- _What to work on_
Show every line of the data below that contains the word "Mark".
----------------
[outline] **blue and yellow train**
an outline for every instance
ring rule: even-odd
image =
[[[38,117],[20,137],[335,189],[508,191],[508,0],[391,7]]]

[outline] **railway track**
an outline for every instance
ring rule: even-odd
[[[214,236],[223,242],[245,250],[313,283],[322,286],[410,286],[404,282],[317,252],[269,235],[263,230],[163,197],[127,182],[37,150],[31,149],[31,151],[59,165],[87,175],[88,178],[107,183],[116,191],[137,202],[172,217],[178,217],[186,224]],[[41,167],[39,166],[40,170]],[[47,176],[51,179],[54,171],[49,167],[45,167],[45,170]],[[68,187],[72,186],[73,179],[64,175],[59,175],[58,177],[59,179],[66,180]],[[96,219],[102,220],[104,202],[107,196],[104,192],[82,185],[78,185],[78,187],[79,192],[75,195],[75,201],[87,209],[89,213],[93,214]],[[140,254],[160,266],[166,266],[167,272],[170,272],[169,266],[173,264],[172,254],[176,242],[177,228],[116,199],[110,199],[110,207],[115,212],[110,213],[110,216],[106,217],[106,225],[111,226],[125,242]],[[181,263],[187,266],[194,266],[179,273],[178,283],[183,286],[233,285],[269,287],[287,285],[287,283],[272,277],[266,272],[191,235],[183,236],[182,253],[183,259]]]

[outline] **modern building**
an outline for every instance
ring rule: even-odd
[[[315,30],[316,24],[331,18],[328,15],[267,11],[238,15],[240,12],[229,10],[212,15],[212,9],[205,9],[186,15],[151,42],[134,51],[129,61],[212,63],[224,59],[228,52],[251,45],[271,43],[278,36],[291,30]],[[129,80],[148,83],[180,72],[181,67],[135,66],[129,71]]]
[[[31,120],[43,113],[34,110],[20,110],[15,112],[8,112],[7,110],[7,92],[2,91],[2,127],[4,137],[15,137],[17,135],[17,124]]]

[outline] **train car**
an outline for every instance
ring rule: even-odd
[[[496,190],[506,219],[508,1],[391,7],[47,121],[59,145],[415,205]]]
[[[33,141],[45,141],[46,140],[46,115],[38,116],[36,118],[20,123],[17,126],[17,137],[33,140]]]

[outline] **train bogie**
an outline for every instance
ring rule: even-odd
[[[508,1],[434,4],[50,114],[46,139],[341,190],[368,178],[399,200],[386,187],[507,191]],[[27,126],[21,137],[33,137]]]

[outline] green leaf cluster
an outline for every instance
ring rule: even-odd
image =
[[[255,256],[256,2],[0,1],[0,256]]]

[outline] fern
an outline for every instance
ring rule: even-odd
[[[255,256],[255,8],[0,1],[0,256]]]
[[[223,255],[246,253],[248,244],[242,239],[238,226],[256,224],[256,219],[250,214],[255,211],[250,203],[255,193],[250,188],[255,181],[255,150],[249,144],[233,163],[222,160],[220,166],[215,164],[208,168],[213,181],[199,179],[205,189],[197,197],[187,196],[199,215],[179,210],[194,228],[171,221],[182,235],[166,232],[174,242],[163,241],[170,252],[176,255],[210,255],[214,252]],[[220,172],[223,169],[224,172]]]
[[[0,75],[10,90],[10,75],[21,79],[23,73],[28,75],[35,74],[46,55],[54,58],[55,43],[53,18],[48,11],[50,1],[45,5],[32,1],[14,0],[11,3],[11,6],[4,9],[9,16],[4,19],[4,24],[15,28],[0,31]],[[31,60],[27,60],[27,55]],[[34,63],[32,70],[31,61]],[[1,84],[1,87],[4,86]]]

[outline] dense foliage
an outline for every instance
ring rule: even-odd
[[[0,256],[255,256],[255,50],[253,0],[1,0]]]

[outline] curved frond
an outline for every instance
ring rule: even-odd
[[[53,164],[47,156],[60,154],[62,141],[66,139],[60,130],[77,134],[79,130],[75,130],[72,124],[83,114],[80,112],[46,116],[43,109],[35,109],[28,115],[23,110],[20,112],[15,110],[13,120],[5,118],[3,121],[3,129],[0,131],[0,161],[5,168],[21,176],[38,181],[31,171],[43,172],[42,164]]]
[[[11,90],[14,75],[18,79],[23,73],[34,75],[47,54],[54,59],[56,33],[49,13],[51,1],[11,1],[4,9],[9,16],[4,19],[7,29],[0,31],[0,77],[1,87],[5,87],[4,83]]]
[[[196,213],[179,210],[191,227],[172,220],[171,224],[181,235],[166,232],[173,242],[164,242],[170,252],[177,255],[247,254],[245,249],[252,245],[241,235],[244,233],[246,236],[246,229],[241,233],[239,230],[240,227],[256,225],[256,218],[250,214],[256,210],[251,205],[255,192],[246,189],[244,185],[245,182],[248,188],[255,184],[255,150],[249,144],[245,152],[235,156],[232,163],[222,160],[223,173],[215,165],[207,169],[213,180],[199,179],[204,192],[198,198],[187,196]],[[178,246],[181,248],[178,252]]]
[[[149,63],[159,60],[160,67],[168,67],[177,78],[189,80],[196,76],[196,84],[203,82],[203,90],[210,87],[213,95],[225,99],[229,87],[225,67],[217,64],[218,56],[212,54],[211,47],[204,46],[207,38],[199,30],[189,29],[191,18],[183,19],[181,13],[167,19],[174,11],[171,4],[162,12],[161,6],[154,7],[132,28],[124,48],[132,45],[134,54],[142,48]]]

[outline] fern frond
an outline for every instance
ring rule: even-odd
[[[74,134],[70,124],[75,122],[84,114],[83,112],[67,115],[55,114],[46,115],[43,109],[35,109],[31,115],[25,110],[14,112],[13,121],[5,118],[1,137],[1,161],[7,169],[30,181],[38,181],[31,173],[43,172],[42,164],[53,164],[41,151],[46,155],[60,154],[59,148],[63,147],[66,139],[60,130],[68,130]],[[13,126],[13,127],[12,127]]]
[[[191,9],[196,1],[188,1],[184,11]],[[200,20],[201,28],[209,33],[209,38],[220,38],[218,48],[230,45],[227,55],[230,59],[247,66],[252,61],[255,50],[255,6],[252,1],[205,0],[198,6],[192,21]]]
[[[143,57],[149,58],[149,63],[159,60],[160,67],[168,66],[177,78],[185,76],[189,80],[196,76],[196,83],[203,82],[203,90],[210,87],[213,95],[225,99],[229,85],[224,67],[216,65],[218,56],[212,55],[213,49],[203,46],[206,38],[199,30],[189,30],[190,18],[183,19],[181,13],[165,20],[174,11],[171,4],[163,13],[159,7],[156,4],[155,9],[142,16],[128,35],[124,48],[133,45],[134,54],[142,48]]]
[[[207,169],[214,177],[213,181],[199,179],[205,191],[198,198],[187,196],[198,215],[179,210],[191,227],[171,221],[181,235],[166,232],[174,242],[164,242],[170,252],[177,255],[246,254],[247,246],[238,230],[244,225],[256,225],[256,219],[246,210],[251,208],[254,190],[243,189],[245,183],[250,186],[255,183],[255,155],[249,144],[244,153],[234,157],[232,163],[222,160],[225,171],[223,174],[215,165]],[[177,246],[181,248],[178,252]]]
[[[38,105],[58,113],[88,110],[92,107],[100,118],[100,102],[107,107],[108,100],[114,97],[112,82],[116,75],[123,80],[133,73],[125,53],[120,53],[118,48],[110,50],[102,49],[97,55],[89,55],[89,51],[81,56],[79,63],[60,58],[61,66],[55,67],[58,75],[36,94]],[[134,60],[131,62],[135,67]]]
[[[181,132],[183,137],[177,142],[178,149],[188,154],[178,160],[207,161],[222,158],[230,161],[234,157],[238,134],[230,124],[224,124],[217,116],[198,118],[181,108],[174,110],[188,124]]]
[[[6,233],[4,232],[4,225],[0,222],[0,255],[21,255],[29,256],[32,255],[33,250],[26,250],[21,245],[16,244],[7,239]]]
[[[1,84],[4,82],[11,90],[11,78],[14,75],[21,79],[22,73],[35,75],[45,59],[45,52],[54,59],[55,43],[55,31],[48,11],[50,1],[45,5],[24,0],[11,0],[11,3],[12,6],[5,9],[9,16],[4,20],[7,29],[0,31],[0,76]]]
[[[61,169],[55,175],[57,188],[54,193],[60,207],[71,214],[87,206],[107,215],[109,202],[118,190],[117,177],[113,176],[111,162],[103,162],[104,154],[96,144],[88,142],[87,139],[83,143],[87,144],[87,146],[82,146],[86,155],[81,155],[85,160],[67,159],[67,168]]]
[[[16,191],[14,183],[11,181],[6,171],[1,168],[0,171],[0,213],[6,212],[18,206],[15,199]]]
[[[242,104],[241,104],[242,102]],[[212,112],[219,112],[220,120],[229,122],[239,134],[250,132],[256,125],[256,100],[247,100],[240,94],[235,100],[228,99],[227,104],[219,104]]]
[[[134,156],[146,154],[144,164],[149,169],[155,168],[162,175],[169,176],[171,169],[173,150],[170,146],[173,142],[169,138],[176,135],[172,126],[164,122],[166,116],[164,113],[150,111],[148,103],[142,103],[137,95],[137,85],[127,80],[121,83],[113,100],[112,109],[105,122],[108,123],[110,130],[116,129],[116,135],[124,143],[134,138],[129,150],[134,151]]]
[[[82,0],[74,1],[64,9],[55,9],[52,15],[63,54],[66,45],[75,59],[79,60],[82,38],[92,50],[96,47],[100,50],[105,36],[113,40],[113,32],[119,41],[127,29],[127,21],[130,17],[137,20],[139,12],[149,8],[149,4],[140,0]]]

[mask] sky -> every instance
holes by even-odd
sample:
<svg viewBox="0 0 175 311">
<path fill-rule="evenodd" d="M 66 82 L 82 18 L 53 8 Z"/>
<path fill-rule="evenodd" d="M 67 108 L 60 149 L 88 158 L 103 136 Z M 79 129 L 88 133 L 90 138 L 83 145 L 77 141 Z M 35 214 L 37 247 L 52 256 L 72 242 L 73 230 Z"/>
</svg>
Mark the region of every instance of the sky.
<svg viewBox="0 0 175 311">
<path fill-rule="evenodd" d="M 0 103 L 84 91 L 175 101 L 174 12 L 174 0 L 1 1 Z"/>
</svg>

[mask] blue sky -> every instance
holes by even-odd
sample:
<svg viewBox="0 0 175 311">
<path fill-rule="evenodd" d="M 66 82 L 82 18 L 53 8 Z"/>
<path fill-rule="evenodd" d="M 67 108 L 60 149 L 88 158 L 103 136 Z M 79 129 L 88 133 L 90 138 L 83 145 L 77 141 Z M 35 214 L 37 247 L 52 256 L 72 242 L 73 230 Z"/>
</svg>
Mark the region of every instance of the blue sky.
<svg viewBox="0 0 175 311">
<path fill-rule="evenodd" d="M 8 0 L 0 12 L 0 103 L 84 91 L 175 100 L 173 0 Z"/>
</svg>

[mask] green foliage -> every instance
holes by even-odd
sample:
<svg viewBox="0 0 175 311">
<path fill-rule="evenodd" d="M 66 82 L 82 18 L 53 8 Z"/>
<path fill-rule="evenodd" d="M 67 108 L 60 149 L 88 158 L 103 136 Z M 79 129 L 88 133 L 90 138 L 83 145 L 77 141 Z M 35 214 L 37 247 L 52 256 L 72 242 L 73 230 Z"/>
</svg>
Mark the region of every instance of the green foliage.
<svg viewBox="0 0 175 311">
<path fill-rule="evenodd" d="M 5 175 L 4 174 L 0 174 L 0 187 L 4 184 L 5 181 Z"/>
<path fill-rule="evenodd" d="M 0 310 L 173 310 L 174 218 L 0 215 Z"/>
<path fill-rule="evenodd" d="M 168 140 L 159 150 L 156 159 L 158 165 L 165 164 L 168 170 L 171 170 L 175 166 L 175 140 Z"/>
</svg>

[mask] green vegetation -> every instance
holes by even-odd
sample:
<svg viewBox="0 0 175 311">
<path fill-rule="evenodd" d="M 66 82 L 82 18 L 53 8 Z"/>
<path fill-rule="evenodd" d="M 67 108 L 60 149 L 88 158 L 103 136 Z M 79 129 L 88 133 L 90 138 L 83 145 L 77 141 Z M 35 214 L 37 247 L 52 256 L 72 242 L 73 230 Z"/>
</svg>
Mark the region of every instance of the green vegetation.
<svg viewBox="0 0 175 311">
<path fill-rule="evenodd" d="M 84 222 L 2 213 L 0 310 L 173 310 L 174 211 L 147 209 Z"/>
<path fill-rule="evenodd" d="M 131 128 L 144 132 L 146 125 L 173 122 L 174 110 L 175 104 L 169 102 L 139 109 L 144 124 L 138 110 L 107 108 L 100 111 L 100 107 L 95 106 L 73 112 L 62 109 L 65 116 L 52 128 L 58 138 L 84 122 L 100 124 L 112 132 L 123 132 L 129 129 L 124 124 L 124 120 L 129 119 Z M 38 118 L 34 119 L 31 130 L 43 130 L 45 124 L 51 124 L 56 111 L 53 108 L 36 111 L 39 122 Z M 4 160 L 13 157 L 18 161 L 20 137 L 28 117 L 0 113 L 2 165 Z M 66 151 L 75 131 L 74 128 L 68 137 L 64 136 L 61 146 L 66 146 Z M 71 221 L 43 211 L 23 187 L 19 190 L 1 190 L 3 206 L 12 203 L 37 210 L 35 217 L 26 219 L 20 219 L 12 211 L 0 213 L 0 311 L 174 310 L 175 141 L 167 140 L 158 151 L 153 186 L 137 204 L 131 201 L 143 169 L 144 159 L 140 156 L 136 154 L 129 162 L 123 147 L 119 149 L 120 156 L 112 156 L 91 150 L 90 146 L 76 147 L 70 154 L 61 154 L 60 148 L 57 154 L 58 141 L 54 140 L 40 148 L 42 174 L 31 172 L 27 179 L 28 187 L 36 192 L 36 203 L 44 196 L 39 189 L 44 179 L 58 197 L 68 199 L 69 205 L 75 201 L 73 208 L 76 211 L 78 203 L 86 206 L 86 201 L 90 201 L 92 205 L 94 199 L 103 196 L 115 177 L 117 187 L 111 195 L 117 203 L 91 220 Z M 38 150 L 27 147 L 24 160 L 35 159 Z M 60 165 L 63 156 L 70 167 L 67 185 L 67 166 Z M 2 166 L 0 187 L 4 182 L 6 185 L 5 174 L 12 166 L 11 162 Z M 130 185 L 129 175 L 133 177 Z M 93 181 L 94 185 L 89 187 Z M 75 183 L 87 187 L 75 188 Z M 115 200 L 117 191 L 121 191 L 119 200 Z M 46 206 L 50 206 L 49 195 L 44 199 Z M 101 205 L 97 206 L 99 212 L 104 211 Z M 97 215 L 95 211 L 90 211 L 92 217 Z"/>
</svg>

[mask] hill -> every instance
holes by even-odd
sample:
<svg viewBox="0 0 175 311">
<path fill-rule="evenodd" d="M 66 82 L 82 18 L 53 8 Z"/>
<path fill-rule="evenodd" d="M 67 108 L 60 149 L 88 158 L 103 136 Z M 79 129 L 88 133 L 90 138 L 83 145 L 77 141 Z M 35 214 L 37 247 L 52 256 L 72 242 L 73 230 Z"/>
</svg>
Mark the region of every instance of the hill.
----------------
- _Exercise result_
Mark the region of every instance of the sky.
Mark the region of every instance of the blue sky.
Mark the region of every instance of the green foliage.
Mark the region of every instance of the green vegetation.
Mark the region of every instance of the hill.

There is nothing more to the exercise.